→ Lista de tarefas:
**A.** Digite de novo o trecho do artigo sobre o Decreto 6.514/2008 que vai de "Decreto ultrapassou limite" até "o Decreto 3.179/99.", incluindo essas palavras.
**B.** Continue o artigo sobre o Decreto 6.514/2008 a partir do ponto em que ele para.

→ Trecho do artigo:
----------

Decreto ultrapassou limite da Lei de Crimes Ambientais
Por Edgard Dagher SamahaO presidente da República, Luis Inácio Lula da Silva, em 21 de junho de 2008, fez publicar o Decreto 6.514/2008, que deu nova regulamentação à Lei de Crimes Ambientais (9.605/98), na parte de infrações e sanções administrativas, substituindo e revogando o Decreto 3.179/99.
Ocorre que esse decreto presidencial foi considerado por diversos juristas, especialistas do Direito Ambiental e demais áreas do Direito, como inconstitucional, tendo em vista inovar procedimentos e criar sanções, contrariando e, portanto, sendo infiel à sua Lei de origem (Lei de Crimes Ambientais), à qual deve total respeito, conforme preconiza o artigo 84 da Constituição Federal, senão vejamos:
“Artigo 84 - Compete privativamente ao Presidente da República:
(...)
IV – Sancionar, promulgar e fazer publicar as leis, bem como expedir decretos e regulamentos para sua fiel execução; (...)
VI – dispor, mediante decreto, sobre:
a) Organização me funcionamento da administração federal, quando não implicar aumento de despesa nem criação e extinção de órgãos públicos;
b) Extinção de funções ou cargos públicos, quando vagos;”
Após sofrer inúmeras críticas e pressões setoriais, ao longo de todo o segundo semestre de 2008, a exemplo do setor ruralista que reivindicou modificações quanto à reserva legal, o ministro do Meio Ambiente, Carlos Minc, confessou a existência de dispositivos irregulares no Decreto 6.514/2008 e prometeu alterar tudo aquilo que extrapolasse os limites da Lei de Crimes Ambientais.
No final do ano de 2008, mais especificamente em 10 de dezembro de 2008, cumprindo com a palavra do ministro Minc, o presidente Luis Inácio Lula da Silva fez publicar o Decreto 6.686/2008, uma leve correção das barbáries contidas no Decreto 6.514/2008.
“Leve” porque esse recente decreto não passa de uma maquiagem. Seu volume gigantesco de correções insignificantes dá a impressão ao cidadão brasileiro de que houve modificações consistentes. No entanto, ao analisar minuciosamente a nova redação do Decreto 6.514/2008, verifica-se que grande parte das irregularidades continua em vigor.
Percebe-se, outrossim, que as alterações trazidas pelo Decreto 6.686/2008, são, em sua maioria, aquelas que foram levadas ao conhecimento do público pelos diversos meios de comunicação, como jornais, internet, rádio etc. A razão para isso é clara. O governo jamais iria admitir que cometera o erro gravíssimo de publicar um decreto que vai totalmente de encontro com sua Lei de origem. É muita humilhação curvar-se perante essa hipótese. Por isso, é bem mais fácil e politicamente vantajoso (ao invés de revogar o decreto ou corrigir todas as ilegalidades) modificar somente aquelas problemáticas que causaram mais polêmica, ou seja, as que foram veiculadas pela mídia.

----------

→ Dados de origem:
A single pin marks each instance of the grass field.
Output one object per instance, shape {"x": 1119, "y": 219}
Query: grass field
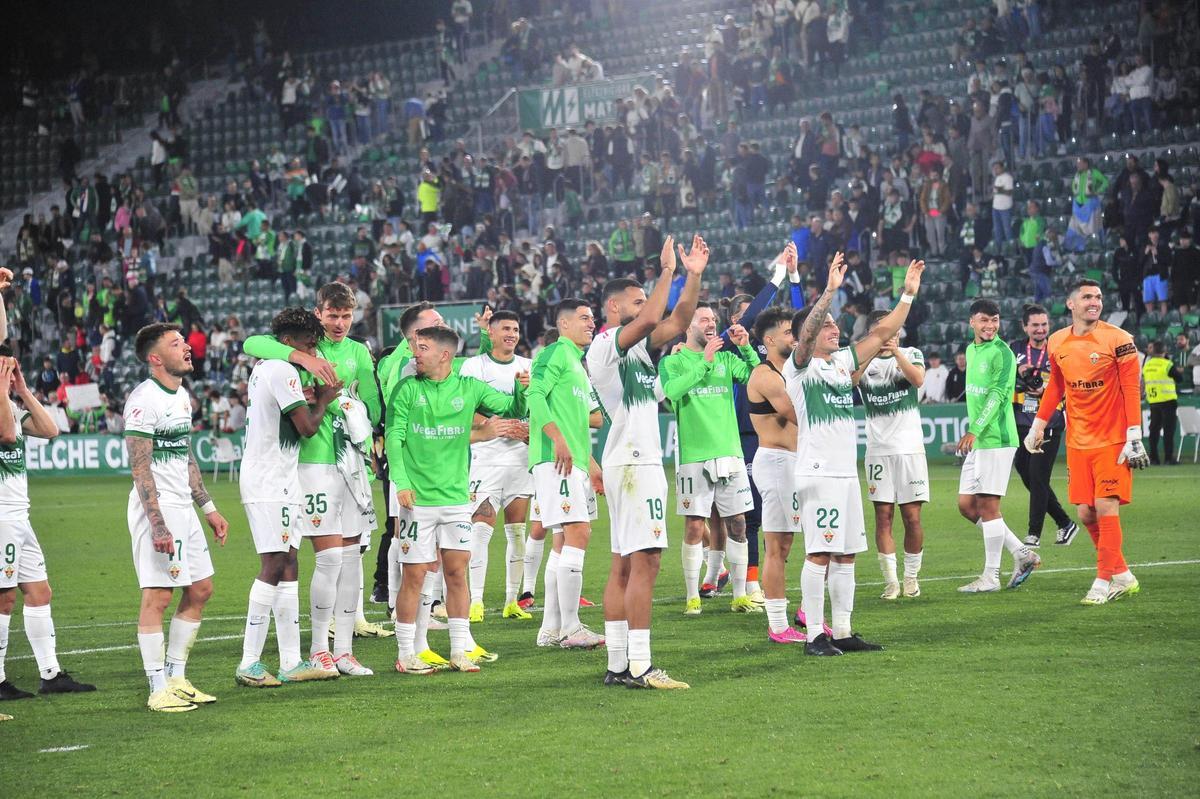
{"x": 1019, "y": 692}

----------

→ Respostas por tarefa:
**A.**
Decreto ultrapassou limite da Lei de Crimes Ambientais
Por Edgard Dagher SamahaO presidente da República, Luis Inácio Lula da Silva, em 21 de junho de 2008, fez publicar o Decreto 6.514/2008, que deu nova regulamentação à Lei de Crimes Ambientais (9.605/98), na parte de infrações e sanções administrativas, substituindo e revogando o Decreto 3.179/99.

**B.**
Fato é que o Decreto 6.514/2008 mantém inúmeras ilegalidades vigentes, que, até o momento, não foram contestadas nem chegaram ao conhecimento da mídia, por não terem, ainda, causado pânico à população, e, portanto, não serem manchete interessante para divulgação, nem, contudo, preocupação para o governo. No entanto, com a fiscalização ambiental cada dia mais presente, certamente, esse dia chegará e, infelizmente, será tarde demais.
Diante desse contexto, é de peculiar estranheza que nenhuma entidade, até hoje, ajuizou uma Ação Direta de Inconstitucionalidade junto ao Supremo Tribunal Federal, para tentar derrubar esse polêmico decreto. Certamente há muitos interesses políticos em jogo. Ninguém quer correr o risco de ser bombardeado por ONGs sócio-ambientalistas e considerado como vilão perante a sociedade.
Os cidadãos brasileiros deveriam entender que, com a manutenção do Decreto 6.514/2008, o que está em jogo não é o meio ambiente e sim a segurança jurídica da população. O meio ambiente tem respaldos legais suficientes para ser preservado. Ao menos no Brasil. Basta haver uma aplicação direta e eficiência. Nossa legislação ambiental é uma das mais complexas e modernas do mundo. É tida como modelo por diversos países.
Não podemos aceitar que nossas leis sejam ignoradas pelo governo, com seus limites ultrapassados, como ocorreu com a Lei de Crimes Ambientais. Se nos quedarmos calados frente a essas aberrações, as portas para a ditadura poderão ser novamente abertas. Devemos respeitar e valorizar nossa Constituição Federal e as leis federais, estaduais e municipais, para que o sistema democrático de Direito prevaleça.
Pena de Perdimento dos veículos transportadores
Como são volumosas as irregularidades trazidas pelo Decreto 6.514/2008 (e que não foram alteradas pelo Decreto 6.686/2008), para não tornar este texto muito cansativo, falarei somente de uma delas, a pena de perdimento dos veículos transportadores, utilizados no cometimento de supostas infrações ambientais.
A Lei de Crimes Ambientais traz, em seu artigo 72, como uma das penas a serem aplicadas aos infratores, a de “apreensão dos animais, produtos e subprodutos da biodiversidade, inclusive fauna e flora, instrumentos, petrechos, equipamentos ou veículos de qualquer natureza utilizados na infração”.
O Decreto 3.179/99, revogado pelo atual e inconstitucional Decreto 6.514/2008, regulamentava a forma de aplicação da pena de apreensão de veículo utilizado na infração, da seguinte forma:
“Art. 2º - As infrações administrativas são punidas com as seguintes sanções:
§ 6º - A apreensão, destruição ou inutilização, referidas nos incisos IV e V do caput deste artigo, obedecerão ao seguinte: (...)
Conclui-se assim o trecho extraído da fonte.